GIVEN EXERCISE: Transcribe all of the records precisely as they are presented.

RECORDS FOR THE TASK:
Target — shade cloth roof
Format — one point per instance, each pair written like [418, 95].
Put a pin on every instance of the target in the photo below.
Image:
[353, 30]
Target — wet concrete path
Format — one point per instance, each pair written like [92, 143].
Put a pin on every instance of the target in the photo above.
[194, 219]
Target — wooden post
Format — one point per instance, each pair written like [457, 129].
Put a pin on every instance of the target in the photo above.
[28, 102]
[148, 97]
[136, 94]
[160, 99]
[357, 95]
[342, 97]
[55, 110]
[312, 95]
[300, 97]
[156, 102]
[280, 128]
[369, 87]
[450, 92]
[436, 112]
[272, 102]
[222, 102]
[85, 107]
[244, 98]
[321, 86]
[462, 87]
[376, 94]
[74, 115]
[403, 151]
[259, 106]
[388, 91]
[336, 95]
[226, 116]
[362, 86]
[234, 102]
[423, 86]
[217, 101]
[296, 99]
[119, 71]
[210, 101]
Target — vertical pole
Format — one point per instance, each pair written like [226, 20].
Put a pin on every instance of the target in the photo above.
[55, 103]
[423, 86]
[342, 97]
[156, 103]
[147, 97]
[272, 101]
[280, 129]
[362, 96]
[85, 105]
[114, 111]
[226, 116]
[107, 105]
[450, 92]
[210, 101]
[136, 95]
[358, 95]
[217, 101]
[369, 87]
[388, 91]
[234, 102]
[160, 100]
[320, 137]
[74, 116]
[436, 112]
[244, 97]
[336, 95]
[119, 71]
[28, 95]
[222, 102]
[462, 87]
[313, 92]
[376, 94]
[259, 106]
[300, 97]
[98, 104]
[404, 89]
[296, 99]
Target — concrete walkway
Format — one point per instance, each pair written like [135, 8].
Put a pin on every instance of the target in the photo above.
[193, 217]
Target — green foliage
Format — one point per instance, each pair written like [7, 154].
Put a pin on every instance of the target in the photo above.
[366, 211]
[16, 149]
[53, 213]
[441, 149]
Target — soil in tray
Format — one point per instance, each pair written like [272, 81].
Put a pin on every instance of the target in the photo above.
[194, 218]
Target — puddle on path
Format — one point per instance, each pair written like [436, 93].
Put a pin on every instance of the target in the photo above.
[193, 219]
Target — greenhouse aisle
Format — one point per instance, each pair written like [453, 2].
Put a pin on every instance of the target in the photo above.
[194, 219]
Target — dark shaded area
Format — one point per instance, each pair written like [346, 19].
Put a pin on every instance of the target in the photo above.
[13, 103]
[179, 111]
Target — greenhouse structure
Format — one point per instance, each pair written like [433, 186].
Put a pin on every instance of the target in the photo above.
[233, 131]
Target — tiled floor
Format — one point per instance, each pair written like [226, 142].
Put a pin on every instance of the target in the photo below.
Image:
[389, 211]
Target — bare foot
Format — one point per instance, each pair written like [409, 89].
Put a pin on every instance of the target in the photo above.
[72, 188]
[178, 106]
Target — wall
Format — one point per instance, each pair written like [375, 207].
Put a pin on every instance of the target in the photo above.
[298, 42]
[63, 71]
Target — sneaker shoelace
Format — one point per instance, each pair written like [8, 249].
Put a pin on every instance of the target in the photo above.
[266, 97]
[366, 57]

RESULT BELOW:
Target — shade cloth roof
Format — one point per instance, each pair written like [418, 95].
Put a pin on every instance of the target in the photo below.
Image:
[353, 30]
Target — wet concrete path
Format — one point per instance, each pair written like [92, 143].
Put a pin on every instance of the target in the photo above.
[194, 219]
Target — wooden post
Format — one point per instance, each pair written like [457, 129].
Put a pin on every instance of the target in the photo above.
[28, 102]
[148, 97]
[136, 94]
[160, 99]
[357, 95]
[342, 97]
[55, 110]
[312, 95]
[300, 97]
[156, 102]
[280, 128]
[369, 87]
[450, 92]
[436, 112]
[272, 102]
[222, 102]
[85, 107]
[244, 98]
[321, 86]
[462, 87]
[376, 94]
[74, 115]
[403, 151]
[259, 106]
[388, 91]
[336, 95]
[226, 116]
[362, 86]
[234, 102]
[423, 86]
[217, 101]
[296, 99]
[119, 71]
[210, 101]
Target — vertical pole
Format — one point per instance, each pair written like [226, 20].
Put a pin on every instance of the target in the photo above.
[55, 103]
[423, 86]
[342, 97]
[156, 103]
[147, 97]
[272, 101]
[280, 129]
[362, 96]
[85, 105]
[114, 111]
[226, 116]
[107, 105]
[450, 92]
[210, 101]
[136, 95]
[358, 95]
[217, 101]
[369, 87]
[388, 91]
[234, 102]
[160, 100]
[320, 137]
[74, 116]
[436, 112]
[244, 97]
[336, 95]
[119, 71]
[28, 95]
[222, 102]
[462, 87]
[313, 92]
[376, 94]
[259, 106]
[300, 97]
[98, 104]
[404, 89]
[296, 99]
Target — concrete walkway
Format — one point per instance, each pair written like [135, 8].
Put a pin on every instance of the target in the photo above.
[193, 217]
Target — green foliage
Format — one point per instance, each pair written like [7, 154].
Put a pin on every instance of the target in the photo above.
[366, 211]
[16, 149]
[53, 213]
[441, 149]
Target — soil in tray
Format — one point per instance, each pair written like [272, 81].
Put a pin on every instance of the target in the photo above.
[194, 218]
Target — puddle on path
Format — one point per instance, each pair written like [436, 93].
Put a pin on every instance of the target in the photo above.
[193, 219]
Target — greenhouse aisle
Format — one point per instance, each pair written like [453, 2].
Put a pin on every instance of the target in the photo above.
[194, 219]
Target — dark shaded area
Format — one point per instance, each pair written like [346, 19].
Put a pin on every instance of the target in the photo above.
[13, 103]
[179, 111]
Target — greenhouse structure
Format — one point per instance, each pair written like [433, 186].
Put a pin on every instance of the target in the photo above.
[233, 131]
Target — tiled floor
Format — one point per instance, each pair written like [226, 142].
Put a pin on every instance of the target in the photo below.
Image:
[389, 211]
Target — bare foot
Format — one point per instance, each pair written like [409, 89].
Put a pin on every instance of the target in the photo above.
[72, 188]
[178, 106]
Target — wall
Format — one point per instance, each pair written like [375, 207].
Put a pin on every instance of the target in the photo above.
[298, 42]
[63, 71]
Target — sneaker shoelace
Format — one point per instance, each pair written like [8, 249].
Put a pin on every instance of the target in the photo above.
[266, 97]
[366, 57]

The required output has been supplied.